- [Records supplied]:
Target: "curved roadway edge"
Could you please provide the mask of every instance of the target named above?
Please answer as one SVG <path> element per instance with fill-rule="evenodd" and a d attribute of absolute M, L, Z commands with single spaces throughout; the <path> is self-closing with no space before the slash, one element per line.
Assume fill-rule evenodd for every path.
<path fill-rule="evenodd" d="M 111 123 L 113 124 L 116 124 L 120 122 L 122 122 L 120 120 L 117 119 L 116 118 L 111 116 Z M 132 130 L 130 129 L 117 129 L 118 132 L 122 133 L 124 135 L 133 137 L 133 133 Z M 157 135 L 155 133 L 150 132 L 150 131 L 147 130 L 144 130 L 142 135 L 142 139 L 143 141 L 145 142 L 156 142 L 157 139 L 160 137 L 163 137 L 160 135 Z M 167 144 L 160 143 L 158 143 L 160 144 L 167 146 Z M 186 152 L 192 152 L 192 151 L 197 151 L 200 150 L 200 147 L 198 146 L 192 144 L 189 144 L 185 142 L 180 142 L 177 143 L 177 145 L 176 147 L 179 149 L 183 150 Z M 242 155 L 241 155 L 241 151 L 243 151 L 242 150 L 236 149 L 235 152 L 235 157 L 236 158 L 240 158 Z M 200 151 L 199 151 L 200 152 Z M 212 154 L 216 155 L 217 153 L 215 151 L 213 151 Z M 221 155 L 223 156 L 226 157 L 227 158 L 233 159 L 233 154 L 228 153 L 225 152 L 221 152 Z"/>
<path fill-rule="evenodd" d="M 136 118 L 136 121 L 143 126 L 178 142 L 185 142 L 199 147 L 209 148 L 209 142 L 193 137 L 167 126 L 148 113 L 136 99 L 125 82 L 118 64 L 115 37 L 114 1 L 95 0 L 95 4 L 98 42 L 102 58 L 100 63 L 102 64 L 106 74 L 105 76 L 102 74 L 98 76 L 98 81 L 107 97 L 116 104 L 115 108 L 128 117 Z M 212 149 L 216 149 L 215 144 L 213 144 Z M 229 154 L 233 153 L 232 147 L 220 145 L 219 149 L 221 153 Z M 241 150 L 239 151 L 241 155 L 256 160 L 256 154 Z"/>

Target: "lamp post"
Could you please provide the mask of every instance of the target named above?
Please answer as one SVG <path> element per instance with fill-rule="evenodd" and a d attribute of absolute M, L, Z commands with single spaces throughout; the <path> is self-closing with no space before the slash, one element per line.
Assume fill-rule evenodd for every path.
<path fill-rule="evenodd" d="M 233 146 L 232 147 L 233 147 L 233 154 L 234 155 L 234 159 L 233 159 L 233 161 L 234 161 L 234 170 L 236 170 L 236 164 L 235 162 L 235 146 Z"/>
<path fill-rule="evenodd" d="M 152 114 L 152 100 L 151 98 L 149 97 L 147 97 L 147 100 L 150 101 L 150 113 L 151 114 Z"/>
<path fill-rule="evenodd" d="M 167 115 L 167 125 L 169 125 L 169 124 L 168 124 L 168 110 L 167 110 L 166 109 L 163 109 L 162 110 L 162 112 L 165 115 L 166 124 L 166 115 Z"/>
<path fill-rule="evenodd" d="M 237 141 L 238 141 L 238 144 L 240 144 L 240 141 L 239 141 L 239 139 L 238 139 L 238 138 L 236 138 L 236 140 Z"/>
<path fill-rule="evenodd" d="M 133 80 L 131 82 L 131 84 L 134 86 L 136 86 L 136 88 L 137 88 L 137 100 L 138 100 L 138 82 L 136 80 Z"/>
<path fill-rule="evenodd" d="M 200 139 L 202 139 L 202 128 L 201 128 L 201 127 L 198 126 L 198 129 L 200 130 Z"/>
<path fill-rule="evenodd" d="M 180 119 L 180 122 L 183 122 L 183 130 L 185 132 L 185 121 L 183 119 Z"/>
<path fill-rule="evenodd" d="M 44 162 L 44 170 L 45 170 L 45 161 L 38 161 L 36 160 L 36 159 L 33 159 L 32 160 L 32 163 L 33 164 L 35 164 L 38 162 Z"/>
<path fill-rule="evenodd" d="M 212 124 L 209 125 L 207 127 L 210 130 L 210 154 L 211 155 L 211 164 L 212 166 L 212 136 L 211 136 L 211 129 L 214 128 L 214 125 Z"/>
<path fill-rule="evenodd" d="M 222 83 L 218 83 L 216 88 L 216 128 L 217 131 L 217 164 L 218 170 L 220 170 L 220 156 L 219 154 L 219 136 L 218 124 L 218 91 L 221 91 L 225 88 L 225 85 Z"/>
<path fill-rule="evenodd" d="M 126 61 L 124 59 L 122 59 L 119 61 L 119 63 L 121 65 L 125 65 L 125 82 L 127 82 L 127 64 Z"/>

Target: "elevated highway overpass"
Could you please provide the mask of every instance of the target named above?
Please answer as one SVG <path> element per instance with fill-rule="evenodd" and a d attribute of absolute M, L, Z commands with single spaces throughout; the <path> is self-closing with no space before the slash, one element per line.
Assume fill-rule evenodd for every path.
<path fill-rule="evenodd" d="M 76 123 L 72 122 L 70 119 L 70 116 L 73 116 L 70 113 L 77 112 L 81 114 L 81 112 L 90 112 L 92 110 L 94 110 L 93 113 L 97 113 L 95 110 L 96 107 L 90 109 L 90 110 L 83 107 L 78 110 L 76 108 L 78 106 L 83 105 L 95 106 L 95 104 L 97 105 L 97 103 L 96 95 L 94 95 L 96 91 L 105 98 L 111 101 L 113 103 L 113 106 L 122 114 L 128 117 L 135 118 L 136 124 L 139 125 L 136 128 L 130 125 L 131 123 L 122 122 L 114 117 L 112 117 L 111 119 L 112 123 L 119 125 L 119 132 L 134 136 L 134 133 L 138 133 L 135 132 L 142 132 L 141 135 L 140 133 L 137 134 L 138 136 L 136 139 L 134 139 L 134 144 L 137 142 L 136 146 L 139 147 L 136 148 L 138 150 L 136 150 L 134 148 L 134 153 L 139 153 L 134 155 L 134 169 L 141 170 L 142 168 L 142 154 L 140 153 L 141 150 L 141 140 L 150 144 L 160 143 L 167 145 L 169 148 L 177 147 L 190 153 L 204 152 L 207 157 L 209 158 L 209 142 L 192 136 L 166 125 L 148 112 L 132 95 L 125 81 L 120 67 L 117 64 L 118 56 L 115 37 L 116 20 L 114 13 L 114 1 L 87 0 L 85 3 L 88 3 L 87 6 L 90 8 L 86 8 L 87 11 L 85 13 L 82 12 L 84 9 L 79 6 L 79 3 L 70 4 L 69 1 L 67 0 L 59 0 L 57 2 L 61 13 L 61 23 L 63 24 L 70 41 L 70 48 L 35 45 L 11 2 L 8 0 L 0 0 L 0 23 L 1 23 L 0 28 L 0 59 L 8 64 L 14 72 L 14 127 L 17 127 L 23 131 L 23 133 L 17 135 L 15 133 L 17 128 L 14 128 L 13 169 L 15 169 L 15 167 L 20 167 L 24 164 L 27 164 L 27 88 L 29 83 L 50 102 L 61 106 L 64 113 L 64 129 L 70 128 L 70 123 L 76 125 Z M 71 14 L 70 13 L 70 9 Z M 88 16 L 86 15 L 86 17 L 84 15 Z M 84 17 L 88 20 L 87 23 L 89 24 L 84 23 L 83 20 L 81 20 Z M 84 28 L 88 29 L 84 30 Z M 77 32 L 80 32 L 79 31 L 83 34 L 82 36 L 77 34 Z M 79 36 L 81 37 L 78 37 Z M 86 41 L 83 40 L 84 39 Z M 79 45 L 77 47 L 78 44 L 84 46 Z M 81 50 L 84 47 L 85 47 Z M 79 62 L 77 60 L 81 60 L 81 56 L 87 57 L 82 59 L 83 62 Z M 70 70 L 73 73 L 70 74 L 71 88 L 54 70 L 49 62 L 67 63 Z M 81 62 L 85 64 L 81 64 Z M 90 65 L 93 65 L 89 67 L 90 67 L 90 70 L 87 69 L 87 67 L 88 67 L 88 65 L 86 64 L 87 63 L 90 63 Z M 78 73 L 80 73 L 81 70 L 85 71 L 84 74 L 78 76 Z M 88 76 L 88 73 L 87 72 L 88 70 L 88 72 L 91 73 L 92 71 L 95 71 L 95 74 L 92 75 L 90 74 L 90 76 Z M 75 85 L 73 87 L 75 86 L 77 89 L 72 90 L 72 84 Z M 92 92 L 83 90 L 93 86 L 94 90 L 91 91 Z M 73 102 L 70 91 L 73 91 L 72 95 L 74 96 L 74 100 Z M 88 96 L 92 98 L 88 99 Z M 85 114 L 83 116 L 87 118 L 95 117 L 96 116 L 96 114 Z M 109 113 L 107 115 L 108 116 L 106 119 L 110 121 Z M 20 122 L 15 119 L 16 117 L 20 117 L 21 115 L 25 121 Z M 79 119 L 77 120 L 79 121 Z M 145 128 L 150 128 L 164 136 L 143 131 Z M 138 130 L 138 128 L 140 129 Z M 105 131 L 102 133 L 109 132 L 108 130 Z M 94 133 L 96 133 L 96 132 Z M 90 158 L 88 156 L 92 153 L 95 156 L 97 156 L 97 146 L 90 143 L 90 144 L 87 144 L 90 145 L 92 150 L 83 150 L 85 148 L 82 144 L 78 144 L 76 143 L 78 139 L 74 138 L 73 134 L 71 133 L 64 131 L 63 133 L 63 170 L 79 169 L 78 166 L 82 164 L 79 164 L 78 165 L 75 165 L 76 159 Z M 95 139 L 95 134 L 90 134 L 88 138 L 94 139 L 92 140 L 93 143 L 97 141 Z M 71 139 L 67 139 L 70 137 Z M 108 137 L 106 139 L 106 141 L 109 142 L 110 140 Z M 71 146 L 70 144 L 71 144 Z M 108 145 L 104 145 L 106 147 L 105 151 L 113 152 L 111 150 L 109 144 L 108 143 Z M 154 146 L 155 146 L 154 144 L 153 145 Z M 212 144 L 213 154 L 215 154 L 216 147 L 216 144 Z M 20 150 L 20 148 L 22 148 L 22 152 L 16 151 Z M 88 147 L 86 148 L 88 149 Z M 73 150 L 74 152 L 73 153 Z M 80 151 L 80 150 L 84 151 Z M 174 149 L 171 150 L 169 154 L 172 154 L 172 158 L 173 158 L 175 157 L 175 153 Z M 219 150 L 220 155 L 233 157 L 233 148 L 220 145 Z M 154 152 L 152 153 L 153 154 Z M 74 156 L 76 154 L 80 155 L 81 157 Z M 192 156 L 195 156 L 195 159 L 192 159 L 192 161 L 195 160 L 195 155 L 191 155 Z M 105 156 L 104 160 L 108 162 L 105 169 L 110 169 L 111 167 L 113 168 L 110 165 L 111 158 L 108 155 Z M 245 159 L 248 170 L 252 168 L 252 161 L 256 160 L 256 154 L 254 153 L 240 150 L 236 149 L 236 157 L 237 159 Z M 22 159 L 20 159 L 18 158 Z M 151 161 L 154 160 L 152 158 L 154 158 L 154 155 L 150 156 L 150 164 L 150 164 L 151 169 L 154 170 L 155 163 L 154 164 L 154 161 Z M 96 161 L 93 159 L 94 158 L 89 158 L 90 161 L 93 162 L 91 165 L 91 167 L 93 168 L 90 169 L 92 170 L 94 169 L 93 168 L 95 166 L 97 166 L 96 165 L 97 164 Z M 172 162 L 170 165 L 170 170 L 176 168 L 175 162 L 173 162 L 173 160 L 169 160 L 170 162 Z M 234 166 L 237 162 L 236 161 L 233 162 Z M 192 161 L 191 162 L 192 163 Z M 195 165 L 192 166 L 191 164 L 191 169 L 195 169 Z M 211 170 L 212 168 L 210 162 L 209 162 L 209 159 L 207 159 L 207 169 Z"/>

- [Challenge]:
Edit the material from its start through the line containing "136 118 L 136" by changing "roadway" to "street", leaving everything else unchanged, and return only those lines.

- [Correct response]:
Target: "curved street edge"
Could you please provide the mask of every instance of the target named above?
Please answer as one SVG <path> element per instance with fill-rule="evenodd" and a d attribute of absolute M, L, Z commands with single spaces throughout; the <path> is self-closing with no space before the slash, one element per line.
Assume fill-rule evenodd for every path.
<path fill-rule="evenodd" d="M 111 123 L 113 124 L 116 124 L 120 122 L 122 122 L 120 120 L 117 119 L 116 118 L 111 116 Z M 132 130 L 130 129 L 117 129 L 118 132 L 122 133 L 124 135 L 133 137 L 133 133 Z M 157 135 L 155 133 L 150 132 L 150 131 L 147 130 L 144 130 L 142 135 L 142 139 L 143 141 L 145 142 L 156 142 L 157 139 L 160 137 L 163 137 L 160 135 Z M 167 144 L 160 143 L 158 143 L 160 144 L 167 146 Z M 186 152 L 192 152 L 192 151 L 197 151 L 200 150 L 200 147 L 198 146 L 192 144 L 189 144 L 185 142 L 180 142 L 177 143 L 177 145 L 176 147 L 179 149 L 183 150 Z M 242 155 L 241 155 L 241 151 L 243 151 L 242 150 L 236 149 L 235 152 L 235 157 L 236 158 L 240 158 Z M 200 151 L 199 151 L 200 152 Z M 212 154 L 216 155 L 217 153 L 215 151 L 213 151 Z M 221 155 L 223 156 L 226 157 L 227 158 L 233 159 L 233 154 L 228 153 L 225 152 L 221 152 Z"/>
<path fill-rule="evenodd" d="M 136 118 L 136 121 L 143 126 L 178 142 L 185 142 L 199 147 L 209 148 L 209 142 L 193 137 L 167 126 L 148 113 L 136 99 L 125 82 L 118 64 L 115 37 L 114 1 L 95 0 L 95 4 L 98 42 L 102 58 L 100 63 L 102 64 L 106 74 L 105 76 L 102 74 L 98 76 L 98 81 L 107 97 L 116 104 L 115 108 L 128 117 Z M 212 149 L 216 149 L 215 144 L 213 144 Z M 229 154 L 233 153 L 232 147 L 220 145 L 219 149 L 221 153 Z M 241 150 L 239 151 L 241 155 L 256 160 L 256 154 Z"/>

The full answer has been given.